PROBLEM DETAILS: Each line of the listing below, from the very first to the one that contains "Objective: locate each instance of the stuffed", is to be retyped exactly as it stands.
━━ SOURCE MATERIAL
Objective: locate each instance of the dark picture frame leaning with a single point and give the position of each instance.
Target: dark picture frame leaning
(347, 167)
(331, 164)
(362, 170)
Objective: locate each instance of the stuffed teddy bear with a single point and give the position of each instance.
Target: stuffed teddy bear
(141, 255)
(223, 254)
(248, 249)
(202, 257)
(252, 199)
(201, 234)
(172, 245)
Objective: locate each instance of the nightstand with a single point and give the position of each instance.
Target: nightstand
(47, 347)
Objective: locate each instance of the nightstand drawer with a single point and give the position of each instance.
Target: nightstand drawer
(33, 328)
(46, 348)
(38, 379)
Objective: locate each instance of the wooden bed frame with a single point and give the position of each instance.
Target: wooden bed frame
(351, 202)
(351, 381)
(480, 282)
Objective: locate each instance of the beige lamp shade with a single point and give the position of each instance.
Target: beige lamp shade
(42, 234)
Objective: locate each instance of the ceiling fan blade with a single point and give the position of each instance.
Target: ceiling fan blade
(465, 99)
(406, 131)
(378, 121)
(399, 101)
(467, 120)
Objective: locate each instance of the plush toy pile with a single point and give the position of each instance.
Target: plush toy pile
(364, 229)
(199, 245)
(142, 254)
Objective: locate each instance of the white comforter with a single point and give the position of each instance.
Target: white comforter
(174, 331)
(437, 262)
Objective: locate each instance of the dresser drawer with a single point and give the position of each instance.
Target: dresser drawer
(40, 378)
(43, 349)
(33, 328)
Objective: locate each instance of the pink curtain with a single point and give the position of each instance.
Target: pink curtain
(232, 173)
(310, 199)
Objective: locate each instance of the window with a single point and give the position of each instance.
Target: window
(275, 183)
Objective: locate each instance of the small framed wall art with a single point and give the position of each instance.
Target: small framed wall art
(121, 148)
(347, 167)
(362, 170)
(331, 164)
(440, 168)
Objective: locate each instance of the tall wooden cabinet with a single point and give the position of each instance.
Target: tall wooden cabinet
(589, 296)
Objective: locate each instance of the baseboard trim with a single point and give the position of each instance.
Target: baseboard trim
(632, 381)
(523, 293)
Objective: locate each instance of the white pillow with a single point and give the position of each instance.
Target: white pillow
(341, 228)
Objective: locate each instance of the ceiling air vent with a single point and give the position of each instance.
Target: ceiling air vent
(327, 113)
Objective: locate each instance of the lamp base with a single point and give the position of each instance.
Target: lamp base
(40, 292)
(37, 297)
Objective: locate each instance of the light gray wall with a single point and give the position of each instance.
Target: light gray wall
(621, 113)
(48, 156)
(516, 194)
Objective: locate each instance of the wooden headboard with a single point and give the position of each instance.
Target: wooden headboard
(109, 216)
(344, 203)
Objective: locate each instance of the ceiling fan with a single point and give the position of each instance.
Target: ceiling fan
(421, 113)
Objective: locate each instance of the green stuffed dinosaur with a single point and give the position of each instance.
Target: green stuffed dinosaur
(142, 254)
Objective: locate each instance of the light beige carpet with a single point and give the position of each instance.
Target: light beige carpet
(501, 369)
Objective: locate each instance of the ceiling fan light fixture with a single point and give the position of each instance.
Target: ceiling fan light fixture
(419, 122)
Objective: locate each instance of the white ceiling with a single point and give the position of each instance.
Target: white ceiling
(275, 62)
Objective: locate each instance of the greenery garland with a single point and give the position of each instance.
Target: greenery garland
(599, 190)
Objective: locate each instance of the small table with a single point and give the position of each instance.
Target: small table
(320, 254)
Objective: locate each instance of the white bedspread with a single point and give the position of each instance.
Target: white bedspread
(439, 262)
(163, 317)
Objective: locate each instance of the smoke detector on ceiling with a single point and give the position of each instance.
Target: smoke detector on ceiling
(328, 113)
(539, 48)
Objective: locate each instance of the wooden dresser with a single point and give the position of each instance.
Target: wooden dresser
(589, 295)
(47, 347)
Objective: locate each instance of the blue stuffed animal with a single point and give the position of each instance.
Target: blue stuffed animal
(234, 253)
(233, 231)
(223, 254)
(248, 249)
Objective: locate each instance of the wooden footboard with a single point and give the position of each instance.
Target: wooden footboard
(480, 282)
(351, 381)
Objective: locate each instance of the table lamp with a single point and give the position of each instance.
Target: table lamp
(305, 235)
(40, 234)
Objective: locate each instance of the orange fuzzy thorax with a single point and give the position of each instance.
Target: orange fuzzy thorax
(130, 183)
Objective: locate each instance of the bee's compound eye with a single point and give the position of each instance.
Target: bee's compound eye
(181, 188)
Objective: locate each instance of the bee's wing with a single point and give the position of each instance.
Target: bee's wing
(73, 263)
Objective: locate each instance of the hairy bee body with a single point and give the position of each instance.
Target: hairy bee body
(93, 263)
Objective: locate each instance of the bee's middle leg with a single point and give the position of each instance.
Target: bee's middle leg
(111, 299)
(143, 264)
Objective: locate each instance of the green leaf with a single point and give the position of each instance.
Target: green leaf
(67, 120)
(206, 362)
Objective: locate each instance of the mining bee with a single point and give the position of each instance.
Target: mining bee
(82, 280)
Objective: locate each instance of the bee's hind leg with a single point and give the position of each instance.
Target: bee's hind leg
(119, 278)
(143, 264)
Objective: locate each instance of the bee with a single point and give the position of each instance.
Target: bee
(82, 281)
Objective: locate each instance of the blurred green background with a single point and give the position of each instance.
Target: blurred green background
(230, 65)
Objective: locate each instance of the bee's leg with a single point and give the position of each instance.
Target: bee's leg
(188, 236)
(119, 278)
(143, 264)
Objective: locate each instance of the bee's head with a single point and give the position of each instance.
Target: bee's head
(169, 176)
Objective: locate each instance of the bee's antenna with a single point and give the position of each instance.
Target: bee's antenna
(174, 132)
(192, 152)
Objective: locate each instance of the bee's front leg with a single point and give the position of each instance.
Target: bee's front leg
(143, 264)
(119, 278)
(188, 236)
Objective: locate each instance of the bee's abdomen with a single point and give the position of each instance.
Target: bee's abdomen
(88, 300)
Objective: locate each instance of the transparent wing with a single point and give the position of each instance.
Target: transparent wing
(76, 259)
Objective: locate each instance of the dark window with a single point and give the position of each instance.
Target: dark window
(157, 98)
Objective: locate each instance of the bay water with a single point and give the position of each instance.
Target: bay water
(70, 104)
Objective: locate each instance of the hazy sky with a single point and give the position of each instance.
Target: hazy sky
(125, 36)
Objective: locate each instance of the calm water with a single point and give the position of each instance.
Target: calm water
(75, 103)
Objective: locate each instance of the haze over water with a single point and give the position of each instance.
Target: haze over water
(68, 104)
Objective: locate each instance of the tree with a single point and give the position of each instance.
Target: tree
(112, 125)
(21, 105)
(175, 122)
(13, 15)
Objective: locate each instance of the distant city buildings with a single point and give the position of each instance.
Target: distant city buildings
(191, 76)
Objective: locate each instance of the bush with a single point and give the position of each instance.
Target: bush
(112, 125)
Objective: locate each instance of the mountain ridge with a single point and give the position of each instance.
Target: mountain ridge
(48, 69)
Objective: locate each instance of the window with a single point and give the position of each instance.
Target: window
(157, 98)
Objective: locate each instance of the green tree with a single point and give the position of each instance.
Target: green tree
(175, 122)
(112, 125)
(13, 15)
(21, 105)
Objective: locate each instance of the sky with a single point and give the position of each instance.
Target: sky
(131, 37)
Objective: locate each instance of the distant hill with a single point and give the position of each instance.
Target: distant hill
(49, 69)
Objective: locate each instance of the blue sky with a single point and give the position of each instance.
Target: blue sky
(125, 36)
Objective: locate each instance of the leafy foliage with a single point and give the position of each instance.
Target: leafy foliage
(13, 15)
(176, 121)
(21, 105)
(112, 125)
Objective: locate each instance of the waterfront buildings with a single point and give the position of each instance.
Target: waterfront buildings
━━━━
WRITTEN REPLY:
Objective: locate each instance of the dark picture frame leaning with a single point and give the position of each instance.
Target: dark picture frame leaning
(347, 167)
(331, 164)
(362, 170)
Objective: locate each instance of the stuffed teddy bear with a single point and give the position of each instance.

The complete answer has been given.